_Document:_
= = = = = = =

When Donald Trump ran for office, there was nothing unusual about our illegal immigration issue. The height of the problem, such as it ever was, happened in 2005. We had less of an issue with illegal migration when the borders were unenforced. Then, migrant workers, particularly seasonal agricultural workers, came, worked and went home (everybody wants to go home some time). Clampdowns on the border means that when they make it, they stay. Many rush the border today out of fear of an effective clampdown tomorrow. We have created this crisis ourselves.
Emergencies you create for yourself still count as emergencies. Making the rod for your own back doesn’t oblige you to keep hitting yourself with it.
Though people’s lives are at risk, our partisan fun-house hall of mirrors prevents even the use of the word emergency. Emergency is just the word to use to describe infrastructure suddenly strained with the arrival of tens of thousands of people. There is no room for good-faith in arguing that the caravans don’t create grave moral hazard.
Mexico is the main maker of the moral hazard. Mexico gives caravan members identifying wrist bands, to help bum-rush them north, out of their own country. This is a violation of all international refugee law. America is not the most guilty nation in manipulating these poor souls for political advantage. Mexico needs punishing to deter this.
This rush to the border is largely people fleeing a situation we, again, made for ourselves, with our War on Drugs. To claim the war that displaced them could only be defined as violation of the Peace of Westphalia is to be ignore decades of American policy with the War on Terror. The parsing of the cases of Central Americans displaced by the War on Drugs is dissonant with the nation that scarred the face of the Middle East with our other war on proper nouns.
Bernie Sanders, “non-evil racist” standard-bearer of the Left, played a pivotal role in killing the last chance we had at comprehensive immigration reform. President Trump never did that. Yet he is cast as the racist in the fun-house. The truth is that the border crisis is grist for our partisan war-mill, mostly about who can craft immigration politics into a weapon to use to hurt the other side.
The contours for immigration reform are obvious, traditional, with many precedents: some form of amnesty for the illegals who have made productive lives here, some form of making the others return home to re-apply under those obvious reforms. Which would mean controlling how and when they return. Border controls need to be fixed any way you slice this apple. unless we want to go back to the non-policy of benign border neglect that led to this being the non-issue it historically is. Rod-beating-back does tend to remove benign neglect from the options menu, though (see paragraph 1).
The West needs immigration. The developed nations are dying from demographic decline. America is unique in securing our future from this. Again, traditionally, and with precedents: we allow immigration. What kind of immigrant though? The country no longer needs filling (much of it, anyway). It’s clear that technological transformation of the workplace is imminent, and low-skill workers will be losers (among the few). Is it an option for the future to dilute the prospects of native low-skill workers, irrespective of the ethics of managing the refugees? This question is now searing Europe.
Which leads us to: immigration into an open labor market is not the same as immigration into a closed one. Immigration with strong welfare amounts to importing tax-dependents, which no nation does without discord, because it’s not rational. Libertarians would open labor markets, but our policy making power is a jape.
The charge of racism against the USA today is laughable. The latest census data shows 12% of Americans are foreign born. It’s 40% of New Yorkers. Evidence of racial discord amongst us (with the exception of our incarceration habits) is quite thin, given the numbers, given the media attention on the issue. Race problems are best described nowadays as work-in-progress, abstract. In the real world, I can’t think of a real nation that’s done better.

= = = = = = =

_Dataset:_
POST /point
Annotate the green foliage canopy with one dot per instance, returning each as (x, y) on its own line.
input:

= = = = = = =

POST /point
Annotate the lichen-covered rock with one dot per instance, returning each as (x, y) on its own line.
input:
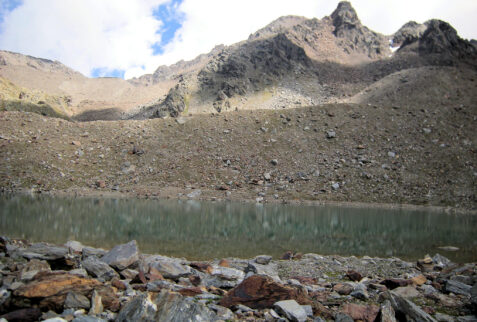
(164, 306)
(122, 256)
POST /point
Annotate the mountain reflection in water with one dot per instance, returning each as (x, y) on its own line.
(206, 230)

= = = = = = =

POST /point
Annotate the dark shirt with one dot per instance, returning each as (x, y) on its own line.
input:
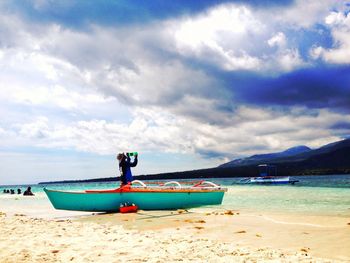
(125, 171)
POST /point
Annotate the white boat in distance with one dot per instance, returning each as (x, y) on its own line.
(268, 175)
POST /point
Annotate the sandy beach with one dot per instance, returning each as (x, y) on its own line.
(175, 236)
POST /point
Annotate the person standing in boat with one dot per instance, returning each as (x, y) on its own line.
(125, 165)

= = = = = = =

_Your goal:_
Please reproduce, word for word, the passage of the immigration essay from "Which leads us" to "power is a jape.".

_Completed task:_
Which leads us to: immigration into an open labor market is not the same as immigration into a closed one. Immigration with strong welfare amounts to importing tax-dependents, which no nation does without discord, because it’s not rational. Libertarians would open labor markets, but our policy making power is a jape.